▶ PROBLEM STATEMENT
Rewrite the items below, replacing every occurrence of "Coordinates" with "Bounding box" and leaving all other text unchanged.
-------- SUPPLIED RECORDS --------
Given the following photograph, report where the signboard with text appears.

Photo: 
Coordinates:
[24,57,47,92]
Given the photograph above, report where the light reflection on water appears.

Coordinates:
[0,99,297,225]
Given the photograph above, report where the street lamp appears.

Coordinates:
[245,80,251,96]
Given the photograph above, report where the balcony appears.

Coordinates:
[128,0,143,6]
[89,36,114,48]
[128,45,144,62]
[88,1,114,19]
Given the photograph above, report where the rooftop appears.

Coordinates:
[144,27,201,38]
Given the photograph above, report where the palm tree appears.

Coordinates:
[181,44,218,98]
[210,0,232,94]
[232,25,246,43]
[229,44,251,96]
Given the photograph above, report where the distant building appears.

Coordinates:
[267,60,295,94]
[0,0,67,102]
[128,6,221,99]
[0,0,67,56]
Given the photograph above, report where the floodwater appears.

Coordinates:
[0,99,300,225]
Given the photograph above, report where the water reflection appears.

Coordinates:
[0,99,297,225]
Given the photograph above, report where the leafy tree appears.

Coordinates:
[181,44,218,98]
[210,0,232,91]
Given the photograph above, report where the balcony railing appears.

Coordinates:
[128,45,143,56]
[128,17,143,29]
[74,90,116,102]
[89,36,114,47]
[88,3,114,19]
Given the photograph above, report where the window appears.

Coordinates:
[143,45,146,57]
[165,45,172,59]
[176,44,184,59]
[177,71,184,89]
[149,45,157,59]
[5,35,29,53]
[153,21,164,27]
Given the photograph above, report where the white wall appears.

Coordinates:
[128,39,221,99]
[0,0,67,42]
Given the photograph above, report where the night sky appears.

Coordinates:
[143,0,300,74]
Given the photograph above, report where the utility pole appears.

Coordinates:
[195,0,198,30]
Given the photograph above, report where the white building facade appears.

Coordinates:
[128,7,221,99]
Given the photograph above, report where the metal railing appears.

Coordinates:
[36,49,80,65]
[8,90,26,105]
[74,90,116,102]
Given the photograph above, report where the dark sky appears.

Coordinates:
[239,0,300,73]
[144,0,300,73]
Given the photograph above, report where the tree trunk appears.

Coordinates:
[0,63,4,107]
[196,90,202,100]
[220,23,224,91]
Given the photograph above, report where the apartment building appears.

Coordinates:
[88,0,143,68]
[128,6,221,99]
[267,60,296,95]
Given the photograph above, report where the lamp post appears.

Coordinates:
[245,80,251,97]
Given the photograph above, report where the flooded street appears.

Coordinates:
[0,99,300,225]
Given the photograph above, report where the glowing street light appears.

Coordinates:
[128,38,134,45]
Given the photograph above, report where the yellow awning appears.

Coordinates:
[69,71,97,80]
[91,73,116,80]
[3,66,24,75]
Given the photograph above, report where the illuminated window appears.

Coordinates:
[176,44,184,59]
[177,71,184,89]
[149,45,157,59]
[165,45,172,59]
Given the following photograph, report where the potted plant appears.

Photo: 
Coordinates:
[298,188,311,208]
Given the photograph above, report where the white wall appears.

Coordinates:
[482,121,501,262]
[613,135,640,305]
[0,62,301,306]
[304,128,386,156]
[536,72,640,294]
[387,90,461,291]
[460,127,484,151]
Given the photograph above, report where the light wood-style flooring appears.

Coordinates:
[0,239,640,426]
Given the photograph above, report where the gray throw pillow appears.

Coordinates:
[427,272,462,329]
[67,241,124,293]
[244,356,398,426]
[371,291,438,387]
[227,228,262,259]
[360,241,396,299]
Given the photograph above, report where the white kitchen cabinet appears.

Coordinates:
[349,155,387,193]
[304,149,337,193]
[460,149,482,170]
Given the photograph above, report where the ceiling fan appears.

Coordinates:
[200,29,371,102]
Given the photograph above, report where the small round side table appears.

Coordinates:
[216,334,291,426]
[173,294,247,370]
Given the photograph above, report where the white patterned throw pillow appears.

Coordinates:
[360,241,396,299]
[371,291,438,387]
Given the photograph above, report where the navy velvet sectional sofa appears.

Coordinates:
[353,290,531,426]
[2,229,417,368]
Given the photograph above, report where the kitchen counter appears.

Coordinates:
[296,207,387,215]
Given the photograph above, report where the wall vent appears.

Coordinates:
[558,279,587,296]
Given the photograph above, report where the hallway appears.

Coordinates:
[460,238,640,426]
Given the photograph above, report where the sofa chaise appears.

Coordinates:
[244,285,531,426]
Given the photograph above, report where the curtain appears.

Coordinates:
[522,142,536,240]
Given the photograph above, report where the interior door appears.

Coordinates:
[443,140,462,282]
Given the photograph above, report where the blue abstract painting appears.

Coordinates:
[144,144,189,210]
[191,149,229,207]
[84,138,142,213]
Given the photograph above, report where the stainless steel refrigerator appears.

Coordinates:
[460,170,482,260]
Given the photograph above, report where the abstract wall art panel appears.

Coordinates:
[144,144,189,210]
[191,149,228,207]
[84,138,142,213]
--------
▶ CORRECT RESPONSE
Given the following photograph, report where the signboard with text appears.

Photo: 
Bounding box:
[24,57,47,92]
Given the photograph above, report where the light reflection on water appears.

Bounding box:
[0,99,297,225]
Given the photograph above, report where the street lamp appears.

Bounding box:
[245,80,251,96]
Given the photograph above, report where the balcony appears.

Bounding box:
[128,0,143,6]
[89,36,114,48]
[128,45,144,62]
[88,1,114,19]
Given the photograph above, report where the rooftop appears.

Bounding box:
[144,27,201,38]
Given the photograph above, report where the palm tree appears.

Bounding box:
[181,44,218,98]
[210,0,232,94]
[232,25,246,43]
[229,44,251,96]
Given the photograph above, report where the distant building appears.

Bounding box:
[267,60,295,94]
[0,0,67,102]
[128,6,221,99]
[0,0,67,56]
Given the photograph above, report where the floodwater appears.

Bounding box:
[0,99,300,225]
Given the photograph above, report where the water reflection appears.

Bounding box:
[0,99,297,225]
Given the photograph above, report where the leafy tree appears.

Bounding box:
[181,44,218,98]
[210,0,232,91]
Given the photograph above, report where the balcony railing appears.

Bounding box:
[128,45,143,56]
[128,17,143,29]
[74,90,116,102]
[89,36,114,47]
[88,3,114,19]
Given the photograph above, report where the window appears.

Bounding box:
[143,45,146,57]
[165,45,172,59]
[176,44,184,59]
[177,71,184,89]
[149,45,157,59]
[5,35,29,53]
[153,21,164,27]
Given the photograph above, report where the white wall appears.

Bounding box:
[128,39,221,99]
[0,0,67,42]
Given the photograph above, report where the night sky appears.

Bounding box:
[143,0,300,74]
Given the photograph above, report where the utility pole appears.

Bounding box:
[195,0,198,30]
Given the photograph above, report where the white building facade appears.

Bounding box:
[128,7,221,99]
Given the photograph above, report where the metal railing appears.

Bounding box:
[36,49,80,65]
[8,90,26,105]
[74,90,116,102]
Given the photograph above, report where the dark sky appears.

Bounding box:
[239,0,300,73]
[144,0,300,73]
Given the photograph above, report where the tree trunk appears.

Bounding box:
[0,63,4,107]
[196,90,202,100]
[220,23,224,91]
Given the photograph above, report where the apartment building appears.

Bounding box:
[88,0,143,68]
[128,6,221,99]
[267,60,296,95]
Given the photograph above, report where the lamp post appears.

Bounding box:
[245,80,251,97]
Given the photograph above, report where the flooded street appears.

Bounding box:
[0,99,300,225]
Given the photograph above, report where the glowing street light appears.

Bounding box:
[128,38,134,45]
Given the photograph above, report where the yellow awning appears.

Bounding box:
[69,71,97,80]
[91,73,116,80]
[3,66,24,75]
Given the photograph above, report where the illuminated window appears.

Bounding box:
[176,44,184,59]
[177,71,184,89]
[149,45,157,59]
[165,45,172,59]
Given the following photograph, report where the potted plant appears.

Photo: 
Bounding box:
[298,188,311,208]
Given the photograph above, report where the white wall appears.

Bounding box:
[482,121,501,262]
[613,135,640,305]
[0,62,301,306]
[304,128,386,156]
[536,72,640,294]
[387,90,461,291]
[460,127,484,151]
Given the photograph above, report where the light wood-style flooring appears.

Bounding box:
[0,239,640,426]
Given the photograph above, report where the gray throw pillow appears.

Bounding box:
[427,272,462,329]
[67,241,124,293]
[244,356,398,426]
[371,291,438,387]
[227,228,262,259]
[360,241,396,299]
Given the photograph above, report where the white kitchen cabinet appears.

Bounding box:
[349,155,387,193]
[304,149,337,193]
[460,149,482,170]
Given the photograph above, report where the ceiling fan appears.

Bounding box:
[200,29,371,102]
Given the photograph above, report where the small round side table appears.

Bounding box:
[216,334,291,426]
[173,294,247,370]
Given the photograph above, report where the white patterned throw pillow appears.

Bounding box:
[360,241,396,299]
[371,291,438,387]
Given the photograph above, report where the navy velvet sectional sofa appears.

Bounding box:
[353,290,531,426]
[2,229,417,368]
Given the photograph above, report where the kitchen counter appears.

Bounding box:
[296,207,387,215]
Given the photograph above, report where the wall vent appears.

Bounding box:
[558,279,587,296]
Given the photograph above, report where the hallway appears.

Bounding box:
[460,238,640,426]
Given the photograph above, report where the sofa chaise appears.

Bounding box:
[244,285,531,426]
Given the photograph above, report where the curtain appears.

Bounding box:
[522,142,536,240]
Given the photograph above, report where the interior door appears.

Bounding box:
[443,140,462,282]
Given the photograph above, report where the blue abstract painting appears.

Bounding box:
[144,144,189,210]
[191,149,229,207]
[84,138,142,213]
Given the photograph above, report where the stainless steel refrigerator appears.

Bounding box:
[460,170,482,260]
Given the photograph above, report where the abstract wall art panel appears.

Bounding box:
[144,144,189,210]
[191,149,228,207]
[84,138,142,213]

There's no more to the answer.